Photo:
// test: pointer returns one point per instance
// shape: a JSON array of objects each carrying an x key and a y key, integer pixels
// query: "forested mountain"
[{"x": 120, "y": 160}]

□ □ □ □ □ □ □

== Problem statement ==
Reproduce the data with "forested mountain" switched to "wooded hillside", leaving everything else unchanged.

== Exercise result ==
Photo:
// test: pointer returns one point per instance
// shape: a JSON array of objects each carrying an x key and a y key, integer pixels
// query: "wooded hillside"
[{"x": 120, "y": 160}]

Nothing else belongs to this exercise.